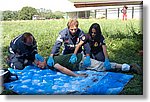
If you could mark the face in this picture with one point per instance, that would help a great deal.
(93, 32)
(40, 64)
(73, 29)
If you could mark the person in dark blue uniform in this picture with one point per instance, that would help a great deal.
(70, 37)
(97, 44)
(22, 51)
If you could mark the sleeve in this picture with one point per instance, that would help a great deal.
(102, 40)
(58, 44)
(87, 48)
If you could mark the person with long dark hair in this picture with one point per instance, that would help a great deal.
(97, 44)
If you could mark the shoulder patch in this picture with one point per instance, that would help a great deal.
(83, 38)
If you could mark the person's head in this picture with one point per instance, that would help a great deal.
(73, 26)
(28, 39)
(95, 31)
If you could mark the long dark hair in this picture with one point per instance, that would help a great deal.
(97, 27)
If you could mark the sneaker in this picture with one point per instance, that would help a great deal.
(136, 69)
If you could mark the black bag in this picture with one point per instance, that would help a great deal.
(8, 76)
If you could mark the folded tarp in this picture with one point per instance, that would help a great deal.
(33, 80)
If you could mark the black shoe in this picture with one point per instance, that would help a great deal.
(136, 69)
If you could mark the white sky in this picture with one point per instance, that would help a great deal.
(54, 5)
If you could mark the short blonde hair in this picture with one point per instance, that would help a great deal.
(73, 22)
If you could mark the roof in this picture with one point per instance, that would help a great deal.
(97, 3)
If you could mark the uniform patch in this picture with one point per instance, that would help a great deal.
(83, 38)
(95, 44)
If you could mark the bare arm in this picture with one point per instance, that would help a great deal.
(78, 46)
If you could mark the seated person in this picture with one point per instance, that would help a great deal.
(61, 64)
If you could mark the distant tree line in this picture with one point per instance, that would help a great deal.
(26, 13)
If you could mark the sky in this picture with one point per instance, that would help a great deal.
(54, 5)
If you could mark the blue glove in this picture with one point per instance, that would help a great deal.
(73, 58)
(50, 61)
(38, 57)
(87, 61)
(107, 64)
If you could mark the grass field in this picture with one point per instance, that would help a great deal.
(123, 38)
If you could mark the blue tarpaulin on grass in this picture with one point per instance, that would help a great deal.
(33, 80)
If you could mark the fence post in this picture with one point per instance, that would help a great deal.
(132, 12)
(106, 14)
(118, 12)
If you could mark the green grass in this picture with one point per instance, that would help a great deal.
(123, 38)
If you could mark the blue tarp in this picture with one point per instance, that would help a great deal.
(33, 80)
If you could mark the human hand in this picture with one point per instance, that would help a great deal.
(107, 64)
(87, 61)
(38, 57)
(73, 58)
(50, 61)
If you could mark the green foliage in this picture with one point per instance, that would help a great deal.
(26, 13)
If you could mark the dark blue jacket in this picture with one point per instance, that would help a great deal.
(69, 42)
(18, 47)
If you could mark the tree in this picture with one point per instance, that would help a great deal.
(26, 13)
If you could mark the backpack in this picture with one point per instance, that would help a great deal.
(7, 76)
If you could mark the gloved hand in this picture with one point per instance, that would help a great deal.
(38, 57)
(73, 58)
(107, 64)
(50, 61)
(87, 61)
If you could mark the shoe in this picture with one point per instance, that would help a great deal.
(136, 69)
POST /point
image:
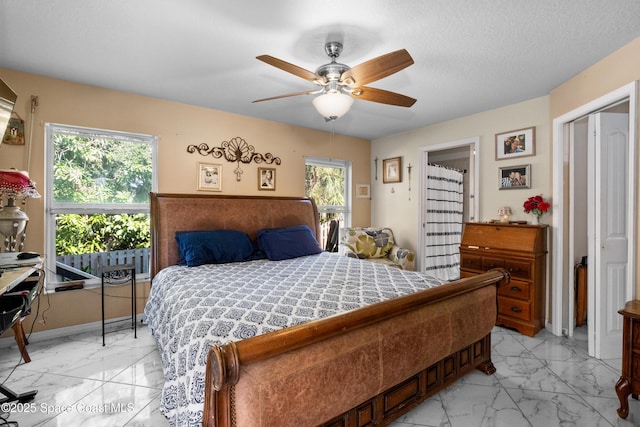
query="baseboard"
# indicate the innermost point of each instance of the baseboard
(61, 332)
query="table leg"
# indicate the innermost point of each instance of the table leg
(623, 390)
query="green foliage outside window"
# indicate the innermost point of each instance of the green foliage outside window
(100, 171)
(325, 185)
(78, 234)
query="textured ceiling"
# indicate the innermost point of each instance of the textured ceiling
(469, 56)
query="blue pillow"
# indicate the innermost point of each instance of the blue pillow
(289, 242)
(213, 247)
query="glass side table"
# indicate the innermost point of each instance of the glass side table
(119, 274)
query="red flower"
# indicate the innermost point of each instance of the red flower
(536, 205)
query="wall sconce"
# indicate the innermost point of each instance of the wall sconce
(505, 213)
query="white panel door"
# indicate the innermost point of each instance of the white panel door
(609, 261)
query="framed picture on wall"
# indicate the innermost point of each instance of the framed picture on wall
(209, 177)
(363, 191)
(514, 177)
(392, 170)
(516, 143)
(267, 179)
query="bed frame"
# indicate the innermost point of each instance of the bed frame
(362, 368)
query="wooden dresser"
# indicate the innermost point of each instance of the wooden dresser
(629, 382)
(522, 250)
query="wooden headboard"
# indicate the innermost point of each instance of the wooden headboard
(185, 212)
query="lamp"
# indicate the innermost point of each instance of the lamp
(332, 105)
(504, 213)
(13, 221)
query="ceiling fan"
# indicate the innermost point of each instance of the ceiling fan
(339, 84)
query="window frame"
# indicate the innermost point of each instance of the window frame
(347, 210)
(53, 208)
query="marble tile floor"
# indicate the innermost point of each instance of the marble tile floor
(543, 381)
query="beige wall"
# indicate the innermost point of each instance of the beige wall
(614, 71)
(177, 126)
(390, 202)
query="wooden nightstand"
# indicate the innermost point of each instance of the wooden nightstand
(629, 382)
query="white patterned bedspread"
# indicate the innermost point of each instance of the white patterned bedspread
(191, 308)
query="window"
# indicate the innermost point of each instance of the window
(328, 182)
(97, 201)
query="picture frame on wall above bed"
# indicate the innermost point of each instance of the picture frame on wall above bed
(209, 177)
(514, 177)
(392, 170)
(267, 179)
(516, 143)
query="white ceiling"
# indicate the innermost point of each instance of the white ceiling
(470, 56)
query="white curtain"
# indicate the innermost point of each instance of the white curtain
(443, 222)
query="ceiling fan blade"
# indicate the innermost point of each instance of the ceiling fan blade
(306, 92)
(290, 68)
(382, 96)
(377, 68)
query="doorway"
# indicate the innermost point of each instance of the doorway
(594, 199)
(462, 155)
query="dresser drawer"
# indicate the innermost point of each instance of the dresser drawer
(513, 307)
(472, 262)
(519, 269)
(488, 263)
(515, 289)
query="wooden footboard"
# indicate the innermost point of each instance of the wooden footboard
(365, 367)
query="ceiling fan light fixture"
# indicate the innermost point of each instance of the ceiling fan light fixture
(332, 106)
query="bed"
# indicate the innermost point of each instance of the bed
(336, 362)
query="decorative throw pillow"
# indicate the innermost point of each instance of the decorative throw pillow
(369, 242)
(289, 242)
(213, 247)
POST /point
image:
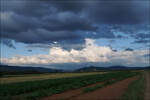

☆ ☆ ☆ ☆ ☆ ☆ ☆

Work request:
Leave the pictures out and output the rest of the data word for word.

Written solution:
If you could mark the face in this picture with one point per instance, that would help a great deal.
(93, 32)
(40, 64)
(73, 29)
If you could mark the person in dark blue uniform in this picture with one point per instance, that would help a great deal.
(70, 37)
(97, 44)
(22, 51)
If you could mark the sleeve in this picture with one point per instance, that would help a great deal.
(102, 40)
(58, 44)
(87, 48)
If you could mark the person with long dark hair in this picture with one point per instance, that would help a great deal.
(97, 44)
If you could mark the shoulder patch in this picture with one point per instance, that would help a great deal.
(83, 38)
If you could mark the person's head in this picture with one point per instance, that would help a great deal.
(73, 26)
(28, 39)
(95, 31)
If you could mark the long dark hair in this picture with one point per instance, that would help a great deal.
(97, 27)
If you could mark the sneaker in this picture with one point per instance, that would help a great deal.
(136, 69)
If you could mark the black bag in this picture with one point per instance, that would help a great deal.
(8, 76)
If you could mark the folded tarp in this picture with one point per instance, that would help a great deal.
(33, 80)
If you could mark the black shoe in this picture with one point per instance, that would help a great deal.
(136, 69)
If you could mark the white sky in this picture with one point per instance, that would help a great deal.
(54, 5)
If you could mark the short blonde hair in this picture with one point per instance, that would help a great deal.
(73, 22)
If you could mark the roof in this picture with one point per instance, that would help a great deal.
(97, 3)
If you could mark the uniform patch in this picture with one point per instance, that would help a great deal.
(83, 38)
(95, 44)
If you could mark the bare arm in this picture with one point per instance, that would help a great deal.
(78, 46)
If you could mark the seated person in this picture with one point per instance, that would help a great deal.
(61, 64)
If you could mark the distant tree line in this picture with one point per instance, that would help a great deal.
(26, 13)
If you could mark the sky in this picture with one point per instance, that would help a great deal.
(54, 5)
If you could mark the blue glove in this picture with one point per instance, that would help a great deal.
(73, 58)
(50, 61)
(38, 57)
(87, 61)
(107, 64)
If you could mark the grass field in this picture with one point per instance, that would help a great deal.
(123, 38)
If you could mark the blue tarpaulin on grass in this picture with one point per instance, that would help a great deal.
(33, 80)
If you could mark the fence post in this picture with one point per instance, that would help a great deal.
(132, 12)
(106, 14)
(118, 12)
If you could mark the green grass in this picture with one point per instance, that would help a great deal.
(123, 38)
If you could mark the blue tarp in this picture with one point per instance, that would help a great deal.
(33, 80)
If you could mark the human hand in this picture with one point per instance, that would help a great deal.
(107, 64)
(87, 61)
(38, 57)
(73, 58)
(50, 61)
If you could mark the green foliage in this picture with one point per instance, that would help a great deal.
(26, 13)
If you could mark the dark blue jacket in this picture with one point per instance, that would help a great deal.
(69, 42)
(18, 47)
If you could mark the tree in this picture with one point per instance, that would help a great deal.
(26, 13)
If you could mark the backpack in this picture with one point per instance, that would help a great deal.
(7, 76)
If you could mark the gloved hand in this picture with one point per instance, that would help a great deal.
(38, 57)
(73, 58)
(107, 64)
(50, 61)
(87, 61)
If you could mark the shoe in this picture with one point per instance, that would help a great deal.
(136, 69)
POST /point
image:
query="baseboard"
# indicate the innermost point of each instance of the baseboard
(61, 332)
query="table leg"
# indicate the innermost point of each instance of the table leg
(623, 390)
query="green foliage outside window"
# indicate the innermost point of each instance of the green foliage outside window
(100, 171)
(325, 185)
(78, 234)
query="textured ceiling"
# indicate the innermost point of each instance of the textured ceiling
(469, 56)
query="blue pillow"
# indicate the innermost point of each instance of the blue pillow
(289, 242)
(213, 247)
query="glass side table"
# indicate the innermost point of each instance of the glass side table
(119, 274)
query="red flower"
# indicate the innermost point of each instance of the red flower
(536, 205)
query="wall sconce"
# indicate the innermost point of each instance of the wall sconce
(505, 213)
query="white panel door"
# indicate the innermost point of each instance of the white panel door
(609, 261)
query="framed picture on wall"
# indicate the innermost point of each instance of the framed picture on wall
(209, 177)
(363, 191)
(514, 177)
(392, 170)
(516, 143)
(267, 179)
query="bed frame"
# indicate the innermost point of each instance of the bed frame
(362, 368)
query="wooden dresser"
# indicate the innermost point of each instance of the wooden dresser
(629, 382)
(522, 250)
query="wooden headboard"
# indicate the innermost point of each instance of the wooden headboard
(185, 212)
query="lamp"
# indicate the innermost point of each instance of the lamp
(332, 105)
(504, 213)
(13, 221)
query="ceiling fan"
# indicate the innermost point of each instance of the ceiling fan
(339, 84)
query="window frame"
# indicate the innermost point of each instance of the window frame
(347, 210)
(53, 208)
query="marble tile floor"
# indicate the innermost point of each instance of the marble tile floor
(543, 381)
query="beige wall"
# indicate the innermost point of each instance of the beige wall
(614, 71)
(177, 126)
(390, 202)
query="wooden nightstand"
# indicate the innermost point of each instance of the wooden nightstand
(629, 382)
query="white patterned bedspread"
# indicate the innermost point of each instance of the white patterned bedspread
(191, 308)
query="window"
# indicate the innermost point of each instance of the window
(328, 182)
(97, 201)
query="picture frame on wall above bed"
# indicate the innermost point of each instance of the picture frame on wall above bed
(209, 177)
(514, 177)
(392, 170)
(267, 179)
(516, 143)
query="white ceiling"
# indicate the innermost point of each instance of the white ceiling
(470, 56)
query="white curtain"
# indicate the innermost point of each instance of the white curtain
(443, 222)
query="ceiling fan blade"
# indicate the innermost point of each instance of the ceiling fan blade
(306, 92)
(290, 68)
(382, 96)
(377, 68)
query="doorway"
# indicate the innermost point of each instance of the doorway
(594, 199)
(462, 155)
query="dresser drawer"
# indicate the innermost point of each instance of the dresser drawer
(513, 307)
(472, 262)
(519, 269)
(488, 263)
(515, 289)
query="wooden footboard"
# indicate the innermost point of each instance of the wooden footboard
(365, 367)
query="ceiling fan light fixture"
# indicate the innermost point of each instance of the ceiling fan light fixture
(332, 106)
query="bed"
# indicate the innermost point of each instance of the bed
(336, 362)
query="decorative throw pillow"
# indicate the innermost point of each instance of the decorative throw pillow
(369, 242)
(289, 242)
(213, 247)
POST /point
image:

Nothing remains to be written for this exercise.